=== What is expected ===
Repeat the lines from the line with "Indicate the concrete" to the line with "Indicate the yellow" in the listing below, keeping both end lines and adding nothing.

=== Data ===

####

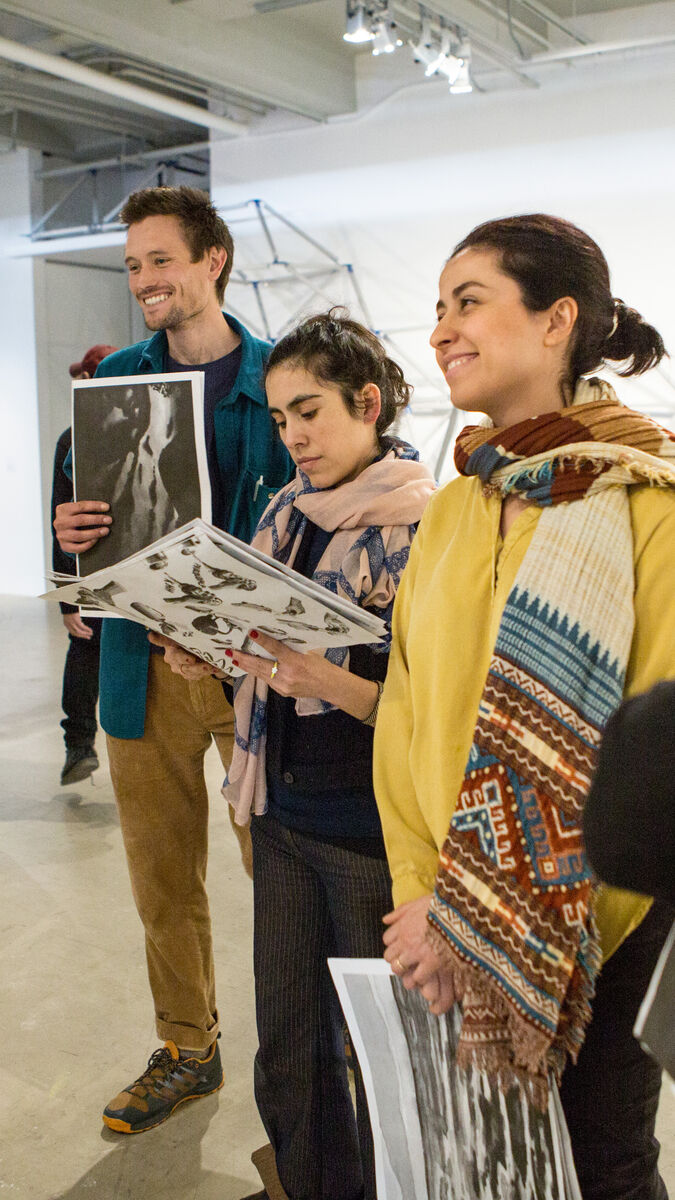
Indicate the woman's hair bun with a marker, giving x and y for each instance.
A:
(632, 341)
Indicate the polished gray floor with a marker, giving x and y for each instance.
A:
(75, 1008)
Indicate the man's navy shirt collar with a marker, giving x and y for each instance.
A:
(250, 376)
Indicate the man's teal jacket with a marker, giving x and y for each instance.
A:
(250, 456)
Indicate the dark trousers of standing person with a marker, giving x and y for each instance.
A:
(81, 688)
(610, 1097)
(311, 900)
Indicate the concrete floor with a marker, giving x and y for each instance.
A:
(75, 1006)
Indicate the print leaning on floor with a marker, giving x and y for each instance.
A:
(560, 534)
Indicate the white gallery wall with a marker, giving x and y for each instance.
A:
(394, 190)
(49, 315)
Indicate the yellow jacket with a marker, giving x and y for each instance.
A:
(446, 621)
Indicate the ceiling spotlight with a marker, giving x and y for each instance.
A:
(424, 49)
(358, 24)
(461, 82)
(440, 59)
(384, 40)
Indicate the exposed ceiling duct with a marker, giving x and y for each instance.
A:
(64, 69)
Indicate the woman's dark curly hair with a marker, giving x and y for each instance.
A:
(341, 352)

####

=== Solution to this exercise ===
Indicate the concrete floor with a marker, giving x and y for each instance.
A:
(75, 1006)
Indicate the print leaning on floor with a marker, giving x and y for each instance.
A:
(560, 534)
Indicate the white gallery wall with a marker, giving x and y for each instance.
A:
(394, 190)
(49, 315)
Indicate the yellow jacket with a marker, giving x and y for each instance.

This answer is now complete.